Outline labeling records
┄┄┄┄┄┄┄┄┄┄

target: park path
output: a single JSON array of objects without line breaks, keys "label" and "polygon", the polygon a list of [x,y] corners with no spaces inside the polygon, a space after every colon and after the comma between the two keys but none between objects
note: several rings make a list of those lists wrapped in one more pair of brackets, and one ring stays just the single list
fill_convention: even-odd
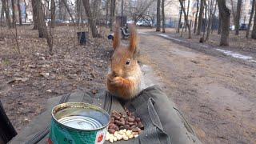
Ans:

┄┄┄┄┄┄┄┄┄┄

| Aim |
Write out every line of the rows above as a numbered list, skipping blank lines. Leave the pictures out.

| Response |
1. target: park path
2. output: a single JSON array of objects without line breaks, keys "label" and "polygon", the polygon a list of [x,y] corners with no spaces inside the polygon, a space after every colon and after the comma between the two keys but none between objects
3. note: several rings make a list of those lists wrapped in one more pair of brackets, and one ring stays just the single list
4. fill_convention: even-odd
5. Ans:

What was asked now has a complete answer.